Exercises to complete –
- A) In the piece on John McGahern's fiction, which novel does the writer call McGahern's masterpiece?
- B) Duplicate a passage from the piece on John McGahern's fiction, beginning at the words "Everything here, the" and stopping after the words "genius with language.".
- C) Pick up the piece on John McGahern's fiction after its final sentence and keep writing it.

Everything here, the evening ritual, the glowing and fading of the religious pictures on the wall, the awareness of nature outside … all of that will repeat itself in an almost monotonous manner throughout the book, McGahern’s insistence on the sameness of so much of life, the unchanging tenor of our day-to-day. An assumption is made in the first paragraph, the children are obviously “hers’, but then that is shattered by the little boy calling her by her first name. Again, deceptively simple. A world is revealed to us in a short paragraph, McGahern’s genius with language.

The material used by John McGahern in his books is the material from his own life. He was an observer, of harsh truths and also of beauty. Of the meaningless of religion, but also its comfort. Of the loneliness of men (the loneliness of women, too, but mainly men), and how embarrassed they can be when faced with the problems of women, but also of the patriarchal system itself: All of family life revolves around the man. For good or ill. It is unfair to both sides. This is used to devastating effect in McGahern’s masterpiece (I concur with Banville), Amongst Women, which if you haven’t read, all I can say is: it is one of the great Irish novels of the 20th century. It is heart-stopping. The father in that book will live on in my mind for all time. He pops into my head every now and then. I’ll meet someone and think, “That’s just like Michael Moran.” He’s a type, sure, the disgruntled old Revolutionary, but my God, what McGahern is able to reveal in his portrait of Michael Moran. Here is one of the posts I have written about Amongst Women. In The Barracks, McGahern draws on his own experience, growing up in the barracks of Cootehall. He gets the rhythms of that life: the patrols of the police, the waiting families, living in the barracks in an almost communal existence, the struggle to make ends meet, the boring rituals of bureacracy – all seen here in a light of dread and doom, through the eyes of “Mrs Reegan”, who knows she is sick, she has felt cysts in her breasts, and she doesn’t know what to do about it. It throws the rest of her life into horrible relief. He writes from the female point of view with great compassion and understanding.

Data section –
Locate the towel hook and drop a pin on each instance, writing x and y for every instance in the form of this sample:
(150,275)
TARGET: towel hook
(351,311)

The answers –
- A) Amongst Women

- B)
Everything here, the evening ritual, the glowing and fading of the religious pictures on the wall, the awareness of nature outside … all of that will repeat itself in an almost monotonous manner throughout the book, McGahern’s insistence on the sameness of so much of life, the unchanging tenor of our day-to-day. An assumption is made in the first paragraph, the children are obviously “hers’, but then that is shattered by the little boy calling her by her first name. Again, deceptively simple. A world is revealed to us in a short paragraph, McGahern’s genius with language.

- C)
Elizabeth was a nurse in London in the post-war years, so she actually has had a taste of freedom, unlike many of her contemporary girlfriends. She lived alone, she had a formative love affair with a troubled doctor named Michael Halliday, and when that didn’t work out, she returned to her home town in the west of Ireland, where she met Reegan, a widower with three children, a member of the Garda, with a certain charm. He pursues her, and she marries him. She loves him, but you get the sense that it doesn’t matter. Love had been burned out of her by heartbreak before Reegan ever came along. She does not have children of her own, and maintains a slightly formal and anxious relationship with her stepchildren. Her days pass in monotony, but when the book opens, she already has a feeling that something is wrong. She is rundown. Thoughts of death start to dog her. And what will that mean? The book, really, is about life: what is life? Can anyone ever see it, whole? Can anyone point to it and say, “There. That is my life.” Elizabeth isn’t sure, but she is haunted by the meaninglessness of her own, that it has amounted to nothing. McGahern gives us this in small details, but what I love about him is that he, a young writer, is unafraid of saying what he means, of going for the big gesture. This is a ruminative book. Elizabeth does her household chores, and thinks about things. We follow her thought process. He gives it to us in blunt terms. When you feel that death is close, there is no more time for euphemism, for politeness and vagueness.

In spite of her effort to stay calm she rose in a panic. She looked at the mantelpiece and clotheshorse and sideboard and doors and windows. She was alone in this great barrack kitchen. She could scream and it’d only bring Casey hurrying up to see what had happened: and all she could tell him was that nothing had happened, nothing at all, she had only become frightened, frightened of nothing. Reegan was at court, the children were at school, she was in the kitchen, and did all these things mean anything?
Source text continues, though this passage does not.